**TASK DIRECTIONS**
Repeat the data. Keep each line identical.

(Beginning of DATA TO PROCESS)

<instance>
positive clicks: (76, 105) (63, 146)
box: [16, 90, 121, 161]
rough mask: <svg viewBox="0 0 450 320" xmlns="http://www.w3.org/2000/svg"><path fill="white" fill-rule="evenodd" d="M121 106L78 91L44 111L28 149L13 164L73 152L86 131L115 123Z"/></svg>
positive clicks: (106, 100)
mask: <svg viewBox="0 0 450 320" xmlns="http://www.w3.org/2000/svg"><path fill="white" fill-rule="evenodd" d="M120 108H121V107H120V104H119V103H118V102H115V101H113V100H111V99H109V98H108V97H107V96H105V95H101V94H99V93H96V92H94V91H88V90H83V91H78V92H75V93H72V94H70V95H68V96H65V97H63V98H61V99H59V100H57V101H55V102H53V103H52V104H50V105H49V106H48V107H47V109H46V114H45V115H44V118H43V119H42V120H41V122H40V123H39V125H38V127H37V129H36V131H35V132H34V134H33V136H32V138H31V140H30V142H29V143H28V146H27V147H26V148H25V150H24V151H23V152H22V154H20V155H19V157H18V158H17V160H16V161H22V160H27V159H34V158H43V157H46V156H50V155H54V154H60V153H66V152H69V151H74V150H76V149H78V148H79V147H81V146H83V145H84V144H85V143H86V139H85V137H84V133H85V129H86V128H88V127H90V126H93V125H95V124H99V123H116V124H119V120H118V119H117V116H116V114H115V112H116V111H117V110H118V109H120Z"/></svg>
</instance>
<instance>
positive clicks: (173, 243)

(End of DATA TO PROCESS)

**COMPLETED EXERCISE**
<instance>
positive clicks: (76, 105) (63, 146)
box: [16, 90, 121, 161]
rough mask: <svg viewBox="0 0 450 320" xmlns="http://www.w3.org/2000/svg"><path fill="white" fill-rule="evenodd" d="M121 106L78 91L44 111L28 149L13 164L73 152L86 131L115 123Z"/></svg>
positive clicks: (106, 100)
mask: <svg viewBox="0 0 450 320" xmlns="http://www.w3.org/2000/svg"><path fill="white" fill-rule="evenodd" d="M120 108H121V107H120V104H119V103H118V102H115V101H113V100H111V99H109V98H108V97H107V96H105V95H101V94H99V93H96V92H94V91H88V90H83V91H78V92H75V93H72V94H70V95H68V96H65V97H63V98H61V99H59V100H57V101H55V102H53V103H52V104H50V105H49V106H48V107H47V109H46V114H45V115H44V118H43V119H42V120H41V122H40V123H39V125H38V127H37V129H36V131H35V132H34V134H33V136H32V138H31V140H30V142H29V143H28V146H27V147H26V148H25V150H24V151H23V152H22V154H20V155H19V157H18V158H17V160H16V161H22V160H27V159H34V158H43V157H46V156H50V155H54V154H60V153H66V152H69V151H74V150H76V149H78V148H79V147H81V146H83V145H84V144H85V143H86V139H85V137H84V133H85V129H86V128H88V127H90V126H93V125H95V124H99V123H116V124H119V120H118V119H117V116H116V114H115V112H116V111H117V110H118V109H120Z"/></svg>
</instance>
<instance>
positive clicks: (173, 243)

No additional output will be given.